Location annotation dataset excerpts
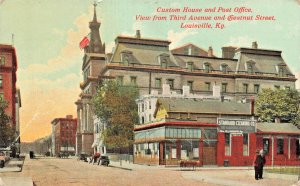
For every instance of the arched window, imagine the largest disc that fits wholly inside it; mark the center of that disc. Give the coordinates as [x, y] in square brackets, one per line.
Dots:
[224, 68]
[207, 67]
[163, 63]
[250, 67]
[126, 61]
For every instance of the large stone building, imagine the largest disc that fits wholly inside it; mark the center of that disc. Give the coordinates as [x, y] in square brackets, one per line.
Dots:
[8, 90]
[63, 135]
[93, 63]
[149, 63]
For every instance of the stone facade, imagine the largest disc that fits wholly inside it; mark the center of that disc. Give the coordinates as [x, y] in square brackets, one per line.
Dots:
[240, 73]
[93, 63]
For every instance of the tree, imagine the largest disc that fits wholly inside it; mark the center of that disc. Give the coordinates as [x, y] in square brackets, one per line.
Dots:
[6, 130]
[282, 104]
[115, 106]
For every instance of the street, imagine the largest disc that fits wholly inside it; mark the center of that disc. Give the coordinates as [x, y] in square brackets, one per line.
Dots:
[54, 171]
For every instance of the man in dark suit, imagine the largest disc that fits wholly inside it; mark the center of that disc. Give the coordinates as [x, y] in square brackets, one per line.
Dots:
[259, 165]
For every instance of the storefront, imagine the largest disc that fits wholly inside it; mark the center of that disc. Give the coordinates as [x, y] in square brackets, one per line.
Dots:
[168, 143]
[280, 142]
[236, 142]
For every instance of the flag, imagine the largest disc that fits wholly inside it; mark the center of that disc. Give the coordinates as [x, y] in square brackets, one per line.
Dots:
[84, 42]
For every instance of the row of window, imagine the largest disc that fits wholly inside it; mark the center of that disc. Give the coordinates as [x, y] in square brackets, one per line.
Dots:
[256, 88]
[266, 145]
[207, 85]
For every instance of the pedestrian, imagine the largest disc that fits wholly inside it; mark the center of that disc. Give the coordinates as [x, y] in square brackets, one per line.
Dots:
[255, 164]
[259, 163]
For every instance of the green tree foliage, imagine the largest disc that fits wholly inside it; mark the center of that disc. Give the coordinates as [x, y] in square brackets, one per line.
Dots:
[115, 106]
[282, 104]
[6, 130]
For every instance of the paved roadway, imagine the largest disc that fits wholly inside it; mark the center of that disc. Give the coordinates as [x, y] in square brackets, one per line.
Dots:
[56, 172]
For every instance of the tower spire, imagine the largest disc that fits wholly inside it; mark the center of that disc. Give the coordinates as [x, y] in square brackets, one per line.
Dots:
[95, 45]
[95, 14]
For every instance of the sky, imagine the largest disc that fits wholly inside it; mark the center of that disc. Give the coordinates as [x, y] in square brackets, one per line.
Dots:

■ Stated problem: Retype all of the records above word for word, leaving out the picture.

■ Written response:
For every instance of the arched window, imagine the largest disc that fits wholly inside it; mark the center of that disc. Give the coordinates as [x, y] in square brackets, one per line.
Dots:
[224, 68]
[207, 67]
[163, 63]
[250, 67]
[126, 61]
For every instance of the large stone building, imagine the largest disc that fits wholly inside it; mark the center of that disc. Give the coordinates as [x, y] in square brackets, one per line.
Dots:
[8, 90]
[63, 135]
[93, 63]
[149, 63]
For every instance of the stone facade, imagine the largest disc that fits wholly inside it; mark the center of that disc. Give the coordinates as [x, y] in square brackets, one per line.
Dots:
[240, 73]
[93, 63]
For every instance of the tree, imagine the largest disc that fits wholly inside it; mark the center of that disc. Give the coordinates as [x, y] in square brackets, one per line.
Dots:
[6, 130]
[282, 104]
[115, 106]
For every instance of the street, imagine the largest disc that fits wholly inside it; mark the center of that disc. Give the coordinates as [x, y] in square brackets, one per line.
Dots:
[54, 171]
For every instance of the man in dark suit, imagine the largest disc that fits wholly inside it; mark the center of that disc. Give the coordinates as [x, y] in square brackets, one per line.
Dots:
[259, 165]
For every instance of the storefront, imagine the largest disc that fits wholly inside it; mark the center of that disc. Give the coordinates as [x, y] in square brackets, one per line.
Dots:
[168, 143]
[280, 142]
[236, 142]
For every instance of the flag, imagine the largest disc that fits wholly inside it; mark the center of that disc. Give the coordinates as [x, y] in square brackets, one per line.
Dots:
[84, 42]
For every instance of the row of window, imagine the largest disc that fits wholly inside it; mark the center of that disc. Give the coordinates as [x, y] in square brackets, one per line.
Dots:
[256, 88]
[266, 145]
[207, 85]
For every instance of the pedestrian, imagine the largest disc that fits wholly inside it; mark the center of that disc. Give the coordinates as [x, y] in square brackets, one per line.
Dots:
[255, 164]
[259, 163]
For every instance of the green tree foliage, imagine the largest disc that fits wholly inside it; mark the center of that disc. Give the coordinates as [x, y] in square brackets, one per line.
Dots:
[115, 106]
[282, 104]
[6, 130]
For every instance of the paved roadway, imagine the largest disc that fits wholly inside it; mark the center of that disc. Give the coordinates as [x, y] in square brackets, one per line.
Dots:
[56, 172]
For every instance of the tower spire, imagine the largest disc that fits wholly inside it; mark the center of that disc. Give the coordinates as [x, y] in square brackets, one per line.
Dots:
[95, 45]
[95, 14]
For every instance of the sky, imagine the largest disc that fits wholly inside it; mark the center of that disc. Give the coordinates as [x, y] in square brackets, one per line.
Dots:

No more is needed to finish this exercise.